How to complete this task: Starting at the first line and ending at the last, reproduce the records below exactly.

Source data:
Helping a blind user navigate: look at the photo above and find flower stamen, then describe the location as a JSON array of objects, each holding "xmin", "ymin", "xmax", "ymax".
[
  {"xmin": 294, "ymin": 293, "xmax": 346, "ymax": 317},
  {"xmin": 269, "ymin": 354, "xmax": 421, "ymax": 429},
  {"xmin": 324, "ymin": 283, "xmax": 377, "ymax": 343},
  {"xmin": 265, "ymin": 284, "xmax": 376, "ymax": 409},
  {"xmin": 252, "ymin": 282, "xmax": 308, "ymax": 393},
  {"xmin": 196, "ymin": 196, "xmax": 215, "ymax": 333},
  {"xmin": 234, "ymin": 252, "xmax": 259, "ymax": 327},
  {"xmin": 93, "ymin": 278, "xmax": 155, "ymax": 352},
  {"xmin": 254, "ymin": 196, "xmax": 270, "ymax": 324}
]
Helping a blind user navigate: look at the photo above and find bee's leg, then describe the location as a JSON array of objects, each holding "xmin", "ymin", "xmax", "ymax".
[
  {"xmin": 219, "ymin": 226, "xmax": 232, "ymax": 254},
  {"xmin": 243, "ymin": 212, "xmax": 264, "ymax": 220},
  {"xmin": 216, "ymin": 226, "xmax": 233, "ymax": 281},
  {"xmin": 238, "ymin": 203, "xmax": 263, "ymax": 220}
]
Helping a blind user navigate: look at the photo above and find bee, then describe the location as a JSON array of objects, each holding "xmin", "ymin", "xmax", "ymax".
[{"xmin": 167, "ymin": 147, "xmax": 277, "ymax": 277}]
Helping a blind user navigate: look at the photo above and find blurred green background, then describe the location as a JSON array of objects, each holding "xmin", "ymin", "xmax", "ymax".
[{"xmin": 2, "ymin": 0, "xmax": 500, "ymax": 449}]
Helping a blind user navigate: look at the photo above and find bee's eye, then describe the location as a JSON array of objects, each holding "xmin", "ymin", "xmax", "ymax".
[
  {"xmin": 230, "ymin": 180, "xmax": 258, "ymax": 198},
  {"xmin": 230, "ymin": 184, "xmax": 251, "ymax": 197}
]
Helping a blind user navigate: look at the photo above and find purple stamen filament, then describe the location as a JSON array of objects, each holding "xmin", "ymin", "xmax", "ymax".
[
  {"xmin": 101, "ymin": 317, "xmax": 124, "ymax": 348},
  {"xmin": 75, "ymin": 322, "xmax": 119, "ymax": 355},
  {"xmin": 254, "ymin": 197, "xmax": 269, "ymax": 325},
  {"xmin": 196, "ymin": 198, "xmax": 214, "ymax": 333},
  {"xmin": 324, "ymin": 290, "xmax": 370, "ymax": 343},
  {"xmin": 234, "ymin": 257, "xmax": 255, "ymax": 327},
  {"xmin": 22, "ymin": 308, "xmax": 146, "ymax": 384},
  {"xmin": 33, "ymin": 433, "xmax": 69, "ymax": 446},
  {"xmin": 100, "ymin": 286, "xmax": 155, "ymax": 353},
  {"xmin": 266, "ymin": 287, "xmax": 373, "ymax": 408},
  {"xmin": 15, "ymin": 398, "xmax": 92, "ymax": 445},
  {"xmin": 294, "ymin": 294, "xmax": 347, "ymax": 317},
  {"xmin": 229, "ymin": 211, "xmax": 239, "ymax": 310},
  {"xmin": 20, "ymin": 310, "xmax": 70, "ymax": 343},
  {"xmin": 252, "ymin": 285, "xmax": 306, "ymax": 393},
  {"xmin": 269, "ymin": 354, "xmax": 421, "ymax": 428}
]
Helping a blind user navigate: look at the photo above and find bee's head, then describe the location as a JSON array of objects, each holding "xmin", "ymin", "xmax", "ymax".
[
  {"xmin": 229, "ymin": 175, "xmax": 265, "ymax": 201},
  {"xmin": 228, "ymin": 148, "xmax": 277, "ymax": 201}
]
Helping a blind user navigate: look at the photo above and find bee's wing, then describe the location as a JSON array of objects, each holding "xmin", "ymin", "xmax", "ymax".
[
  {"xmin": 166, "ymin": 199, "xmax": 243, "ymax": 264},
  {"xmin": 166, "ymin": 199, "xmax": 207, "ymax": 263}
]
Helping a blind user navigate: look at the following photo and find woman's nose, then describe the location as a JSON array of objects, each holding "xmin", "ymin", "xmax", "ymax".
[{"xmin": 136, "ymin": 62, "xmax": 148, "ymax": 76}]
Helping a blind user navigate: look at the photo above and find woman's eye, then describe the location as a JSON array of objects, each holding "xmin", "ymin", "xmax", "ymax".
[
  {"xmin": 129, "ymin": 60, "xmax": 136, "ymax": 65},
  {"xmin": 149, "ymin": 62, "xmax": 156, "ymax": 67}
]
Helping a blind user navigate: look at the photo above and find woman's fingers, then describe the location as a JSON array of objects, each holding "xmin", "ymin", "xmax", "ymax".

Exercise response:
Helping a blind user navigate: look at the photo above and find flower stamen, then describe the location as a JSON array of objects, each holding "xmin", "ymin", "xmax", "ymax".
[
  {"xmin": 294, "ymin": 293, "xmax": 346, "ymax": 317},
  {"xmin": 269, "ymin": 354, "xmax": 421, "ymax": 429},
  {"xmin": 324, "ymin": 283, "xmax": 377, "ymax": 343},
  {"xmin": 265, "ymin": 284, "xmax": 376, "ymax": 409},
  {"xmin": 252, "ymin": 282, "xmax": 308, "ymax": 393},
  {"xmin": 196, "ymin": 196, "xmax": 215, "ymax": 333},
  {"xmin": 234, "ymin": 252, "xmax": 259, "ymax": 327},
  {"xmin": 93, "ymin": 278, "xmax": 155, "ymax": 352},
  {"xmin": 254, "ymin": 196, "xmax": 270, "ymax": 324}
]
Helping a blind user navigate: look at the photo above and find bee's leg, then describe the location as a JSON array of objects, each holding "xmin", "ymin", "xmax", "ymax".
[
  {"xmin": 219, "ymin": 226, "xmax": 232, "ymax": 254},
  {"xmin": 243, "ymin": 212, "xmax": 264, "ymax": 220},
  {"xmin": 216, "ymin": 226, "xmax": 233, "ymax": 281},
  {"xmin": 238, "ymin": 203, "xmax": 263, "ymax": 220}
]
Helping a blind user navigate: look at the photo above and find bee, then describe the location as a JSON array of objects, each holding "xmin", "ymin", "xmax", "ymax".
[{"xmin": 167, "ymin": 147, "xmax": 277, "ymax": 277}]
Helping a blind user navigate: look at the photo above and find blurred green background, then describe the location as a JSON array of objects, each holding "xmin", "ymin", "xmax", "ymax".
[{"xmin": 2, "ymin": 0, "xmax": 500, "ymax": 449}]
Helping a blind user navigate: look at the photo above and find bee's eye, then describe the location as a JSON array of objects, each holding "xmin", "ymin", "xmax", "ymax".
[
  {"xmin": 230, "ymin": 180, "xmax": 258, "ymax": 198},
  {"xmin": 230, "ymin": 184, "xmax": 251, "ymax": 197}
]
Helping a blind user navigate: look at the photo above and find purple stamen filament, then describe the location as a JSON array of objects, each holding "xmin", "ymin", "xmax", "ymax".
[
  {"xmin": 101, "ymin": 317, "xmax": 124, "ymax": 348},
  {"xmin": 75, "ymin": 322, "xmax": 119, "ymax": 355},
  {"xmin": 254, "ymin": 197, "xmax": 269, "ymax": 325},
  {"xmin": 196, "ymin": 198, "xmax": 214, "ymax": 333},
  {"xmin": 324, "ymin": 290, "xmax": 370, "ymax": 343},
  {"xmin": 234, "ymin": 257, "xmax": 255, "ymax": 327},
  {"xmin": 22, "ymin": 308, "xmax": 146, "ymax": 384},
  {"xmin": 33, "ymin": 433, "xmax": 69, "ymax": 446},
  {"xmin": 100, "ymin": 286, "xmax": 155, "ymax": 353},
  {"xmin": 266, "ymin": 287, "xmax": 373, "ymax": 408},
  {"xmin": 15, "ymin": 398, "xmax": 92, "ymax": 445},
  {"xmin": 294, "ymin": 294, "xmax": 347, "ymax": 317},
  {"xmin": 229, "ymin": 211, "xmax": 239, "ymax": 310},
  {"xmin": 20, "ymin": 310, "xmax": 70, "ymax": 343},
  {"xmin": 252, "ymin": 285, "xmax": 306, "ymax": 393},
  {"xmin": 269, "ymin": 354, "xmax": 421, "ymax": 428}
]
Helping a blind user navigate: look at the photo above and find bee's head, then describe the location as a JSON array of objects, each holding "xmin", "ymin", "xmax", "ymax".
[
  {"xmin": 229, "ymin": 175, "xmax": 265, "ymax": 201},
  {"xmin": 228, "ymin": 148, "xmax": 277, "ymax": 201}
]
Helping a blind user navigate: look at the photo above and find bee's wing, then describe the location as a JSON array of objects, each holding "xmin", "ymin", "xmax", "ymax".
[
  {"xmin": 166, "ymin": 199, "xmax": 243, "ymax": 264},
  {"xmin": 166, "ymin": 199, "xmax": 207, "ymax": 263}
]
Helping a blind user navigate: look at the following photo and find woman's nose, then describe the location as a JSON array of objects, each holding "xmin", "ymin", "xmax", "ymax".
[{"xmin": 136, "ymin": 62, "xmax": 148, "ymax": 76}]
Helping a blind user navigate: look at the photo above and find woman's eye, then describe the location as a JSON array of objects, each holding "xmin", "ymin", "xmax", "ymax".
[
  {"xmin": 129, "ymin": 60, "xmax": 136, "ymax": 65},
  {"xmin": 149, "ymin": 62, "xmax": 156, "ymax": 67}
]
Helping a blind user navigate: look at the photo above and find woman's fingers, then describe the location as a JSON array of objects, each holding "xmin", "ymin", "xmax", "ymax".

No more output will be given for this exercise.